What to work on. Repeat the lines below word for word, starting with the line that contains "[tag] blue graphic" and continuing through the last line. Leave the pictures out of your answer.

Available records.
** BEGIN **

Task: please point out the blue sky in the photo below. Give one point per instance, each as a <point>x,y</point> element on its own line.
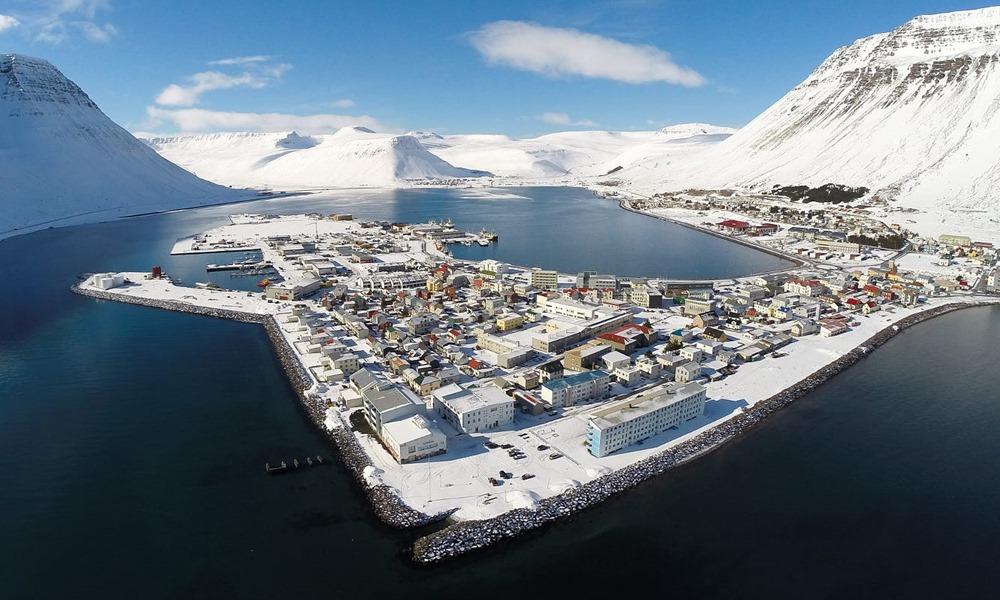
<point>514,67</point>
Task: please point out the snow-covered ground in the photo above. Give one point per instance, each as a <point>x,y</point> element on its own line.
<point>65,162</point>
<point>459,479</point>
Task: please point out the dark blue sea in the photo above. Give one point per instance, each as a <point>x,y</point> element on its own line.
<point>132,444</point>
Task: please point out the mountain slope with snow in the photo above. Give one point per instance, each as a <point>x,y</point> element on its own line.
<point>572,153</point>
<point>350,157</point>
<point>913,114</point>
<point>65,162</point>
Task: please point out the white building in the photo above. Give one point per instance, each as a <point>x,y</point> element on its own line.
<point>687,372</point>
<point>493,269</point>
<point>544,279</point>
<point>293,289</point>
<point>563,306</point>
<point>413,438</point>
<point>106,281</point>
<point>574,389</point>
<point>474,410</point>
<point>623,423</point>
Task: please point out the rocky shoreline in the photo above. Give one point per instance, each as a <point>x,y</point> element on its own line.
<point>387,505</point>
<point>797,263</point>
<point>467,536</point>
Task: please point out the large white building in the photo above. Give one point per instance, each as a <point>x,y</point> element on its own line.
<point>413,438</point>
<point>567,391</point>
<point>623,423</point>
<point>474,410</point>
<point>397,416</point>
<point>544,280</point>
<point>567,307</point>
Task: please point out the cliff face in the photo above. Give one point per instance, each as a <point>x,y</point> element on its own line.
<point>65,162</point>
<point>911,114</point>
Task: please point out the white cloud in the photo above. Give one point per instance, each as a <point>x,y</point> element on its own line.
<point>554,118</point>
<point>554,52</point>
<point>199,83</point>
<point>55,21</point>
<point>8,22</point>
<point>259,73</point>
<point>197,120</point>
<point>241,60</point>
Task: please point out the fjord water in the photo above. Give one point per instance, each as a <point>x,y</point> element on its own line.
<point>132,443</point>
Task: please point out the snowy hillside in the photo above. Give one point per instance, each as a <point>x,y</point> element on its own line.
<point>65,162</point>
<point>351,157</point>
<point>913,114</point>
<point>576,153</point>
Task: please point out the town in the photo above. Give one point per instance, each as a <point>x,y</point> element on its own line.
<point>480,387</point>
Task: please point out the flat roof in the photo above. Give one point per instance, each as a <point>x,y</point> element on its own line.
<point>633,408</point>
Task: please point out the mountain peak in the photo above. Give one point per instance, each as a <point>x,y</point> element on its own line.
<point>30,80</point>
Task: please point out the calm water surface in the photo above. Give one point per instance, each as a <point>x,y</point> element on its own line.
<point>131,445</point>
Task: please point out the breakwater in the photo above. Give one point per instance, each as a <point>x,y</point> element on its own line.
<point>386,504</point>
<point>461,538</point>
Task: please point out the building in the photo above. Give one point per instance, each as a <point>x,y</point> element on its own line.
<point>509,321</point>
<point>544,279</point>
<point>629,338</point>
<point>594,280</point>
<point>695,306</point>
<point>645,296</point>
<point>840,246</point>
<point>615,359</point>
<point>293,289</point>
<point>412,439</point>
<point>686,372</point>
<point>474,410</point>
<point>492,269</point>
<point>106,281</point>
<point>567,307</point>
<point>734,226</point>
<point>804,287</point>
<point>946,239</point>
<point>621,424</point>
<point>397,418</point>
<point>582,387</point>
<point>584,357</point>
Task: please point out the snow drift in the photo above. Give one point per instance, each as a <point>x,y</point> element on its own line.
<point>64,161</point>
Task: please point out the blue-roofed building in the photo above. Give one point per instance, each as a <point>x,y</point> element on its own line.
<point>582,387</point>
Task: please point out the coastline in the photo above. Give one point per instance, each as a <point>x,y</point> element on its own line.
<point>797,263</point>
<point>461,537</point>
<point>468,536</point>
<point>387,505</point>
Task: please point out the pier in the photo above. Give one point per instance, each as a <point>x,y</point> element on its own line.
<point>283,467</point>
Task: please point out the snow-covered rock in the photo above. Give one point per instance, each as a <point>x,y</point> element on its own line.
<point>350,157</point>
<point>64,161</point>
<point>912,114</point>
<point>572,153</point>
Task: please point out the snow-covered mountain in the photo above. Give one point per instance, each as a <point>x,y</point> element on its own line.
<point>571,153</point>
<point>350,157</point>
<point>913,114</point>
<point>65,162</point>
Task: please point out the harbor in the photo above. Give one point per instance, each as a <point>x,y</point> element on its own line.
<point>332,345</point>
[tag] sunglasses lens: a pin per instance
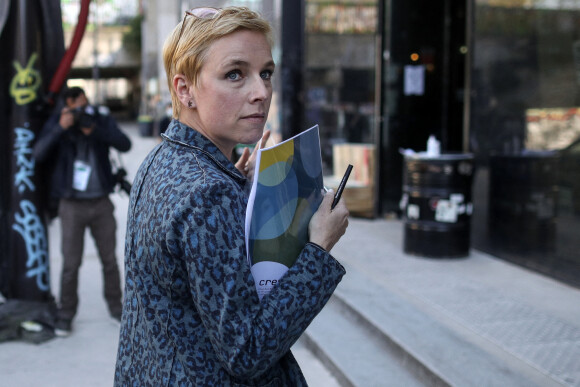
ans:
(204, 12)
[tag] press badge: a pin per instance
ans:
(82, 172)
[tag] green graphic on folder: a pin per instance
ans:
(286, 192)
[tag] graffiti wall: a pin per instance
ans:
(30, 52)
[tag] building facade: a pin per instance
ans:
(498, 79)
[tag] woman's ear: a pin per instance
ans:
(182, 89)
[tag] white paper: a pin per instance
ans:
(81, 174)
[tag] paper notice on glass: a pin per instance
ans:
(414, 80)
(286, 192)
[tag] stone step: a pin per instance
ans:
(370, 336)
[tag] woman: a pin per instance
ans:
(191, 313)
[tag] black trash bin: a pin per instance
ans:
(437, 205)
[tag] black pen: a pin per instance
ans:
(341, 187)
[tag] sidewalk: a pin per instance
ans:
(449, 313)
(87, 357)
(532, 323)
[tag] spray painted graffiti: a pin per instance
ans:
(25, 84)
(28, 223)
(30, 227)
(24, 160)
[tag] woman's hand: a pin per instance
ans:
(247, 161)
(327, 226)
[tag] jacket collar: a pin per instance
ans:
(179, 133)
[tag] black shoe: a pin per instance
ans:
(63, 327)
(116, 315)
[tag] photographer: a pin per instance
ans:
(75, 144)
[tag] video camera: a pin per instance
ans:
(84, 117)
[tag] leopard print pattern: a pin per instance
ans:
(191, 314)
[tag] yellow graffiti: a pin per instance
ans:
(26, 82)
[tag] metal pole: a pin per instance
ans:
(26, 232)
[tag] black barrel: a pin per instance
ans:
(437, 205)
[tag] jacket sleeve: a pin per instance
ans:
(248, 335)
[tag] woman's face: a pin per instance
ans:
(232, 98)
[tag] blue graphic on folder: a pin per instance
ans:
(286, 192)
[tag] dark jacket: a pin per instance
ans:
(56, 147)
(191, 313)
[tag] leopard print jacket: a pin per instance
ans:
(191, 314)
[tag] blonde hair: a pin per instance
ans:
(187, 53)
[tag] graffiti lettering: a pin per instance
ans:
(24, 85)
(32, 230)
(24, 160)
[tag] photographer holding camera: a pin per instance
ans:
(74, 144)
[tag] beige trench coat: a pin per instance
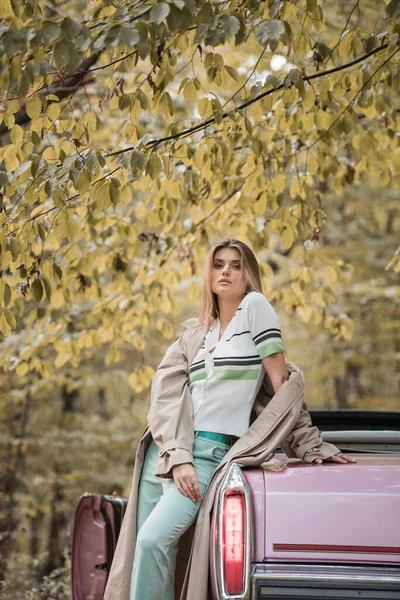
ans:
(278, 420)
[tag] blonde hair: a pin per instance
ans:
(209, 308)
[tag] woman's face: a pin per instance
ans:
(227, 265)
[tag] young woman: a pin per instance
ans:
(242, 343)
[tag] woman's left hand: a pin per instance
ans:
(339, 458)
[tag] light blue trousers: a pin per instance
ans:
(163, 515)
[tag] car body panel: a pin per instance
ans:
(334, 512)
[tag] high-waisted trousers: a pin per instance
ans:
(163, 515)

** END **

Task response.
[tag] blue graphic on folder: a pin per instance
ans:
(286, 192)
[tag] dark jacket: a pin per instance
ans:
(56, 147)
(191, 313)
[tag] leopard print jacket: a pin per instance
ans:
(191, 314)
[tag] blonde hair: a pin per instance
ans:
(187, 53)
[tag] graffiti lettering: a pin per instance
ans:
(24, 85)
(32, 230)
(24, 160)
[tag] photographer holding camera: a pin per instance
ans:
(74, 144)
[tag] beige trench coat: a pin per instance
ans:
(278, 420)
[tag] blonde hair: a pin per instance
ans:
(209, 308)
[tag] woman's face: a pin per instance
ans:
(227, 265)
[tag] young woman: a pin per instance
ans:
(242, 343)
[tag] woman's left hand: a pin per instance
ans:
(339, 458)
[tag] light blue trousers: a pin per instance
ans:
(163, 515)
[tag] car body panel: a pin per instance
ans:
(334, 512)
[tag] high-waisted trousers: a pin per instance
ans:
(163, 515)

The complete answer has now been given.